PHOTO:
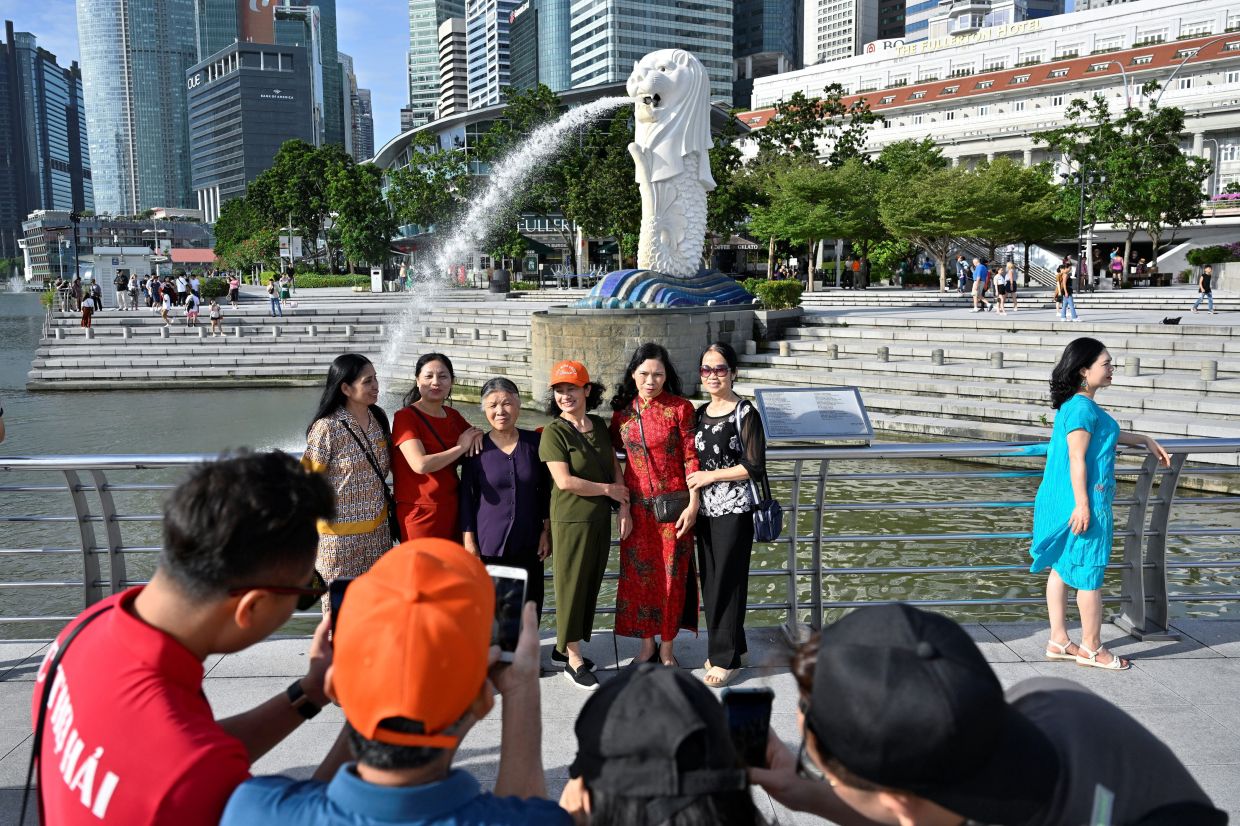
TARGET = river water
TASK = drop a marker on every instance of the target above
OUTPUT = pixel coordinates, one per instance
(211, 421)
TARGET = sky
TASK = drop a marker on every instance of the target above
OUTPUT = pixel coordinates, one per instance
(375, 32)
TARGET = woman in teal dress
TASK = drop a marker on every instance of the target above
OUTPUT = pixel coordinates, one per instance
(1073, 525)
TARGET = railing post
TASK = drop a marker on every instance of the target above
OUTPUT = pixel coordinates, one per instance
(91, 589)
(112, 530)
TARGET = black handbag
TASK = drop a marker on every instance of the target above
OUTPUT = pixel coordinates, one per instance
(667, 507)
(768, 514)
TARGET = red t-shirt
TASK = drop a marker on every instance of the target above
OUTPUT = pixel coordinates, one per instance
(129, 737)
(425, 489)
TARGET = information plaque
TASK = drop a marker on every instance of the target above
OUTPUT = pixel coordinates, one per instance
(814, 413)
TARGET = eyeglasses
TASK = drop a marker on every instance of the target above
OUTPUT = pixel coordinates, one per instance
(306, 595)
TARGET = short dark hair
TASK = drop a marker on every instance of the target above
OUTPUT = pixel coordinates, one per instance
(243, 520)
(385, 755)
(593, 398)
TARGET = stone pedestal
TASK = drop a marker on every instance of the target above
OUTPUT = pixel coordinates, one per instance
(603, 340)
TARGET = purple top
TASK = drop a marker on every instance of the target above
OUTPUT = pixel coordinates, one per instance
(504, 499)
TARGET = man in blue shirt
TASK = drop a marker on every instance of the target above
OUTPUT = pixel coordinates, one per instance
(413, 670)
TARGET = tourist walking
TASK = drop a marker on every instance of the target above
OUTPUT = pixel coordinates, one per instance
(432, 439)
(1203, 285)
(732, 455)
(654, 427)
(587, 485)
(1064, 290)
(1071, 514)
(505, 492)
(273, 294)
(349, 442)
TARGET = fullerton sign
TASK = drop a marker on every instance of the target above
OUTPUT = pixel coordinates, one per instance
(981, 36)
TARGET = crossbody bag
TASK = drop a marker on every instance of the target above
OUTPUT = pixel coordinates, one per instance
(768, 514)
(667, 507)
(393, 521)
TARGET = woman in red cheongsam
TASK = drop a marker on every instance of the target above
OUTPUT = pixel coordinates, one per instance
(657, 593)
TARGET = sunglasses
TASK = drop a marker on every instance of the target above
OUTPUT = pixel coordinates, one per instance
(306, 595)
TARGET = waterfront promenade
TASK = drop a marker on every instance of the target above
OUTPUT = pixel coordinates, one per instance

#####

» **你的任务**
把列表中从含有“TARGET = waterfront promenade”的那一行起、直到列表结尾的这一段逐字照抄下来，首尾两行都要包括在内。

» **练习答案**
TARGET = waterfront promenade
TASK = drop a marker on every instance of the target above
OUTPUT = pixel coordinates, one per instance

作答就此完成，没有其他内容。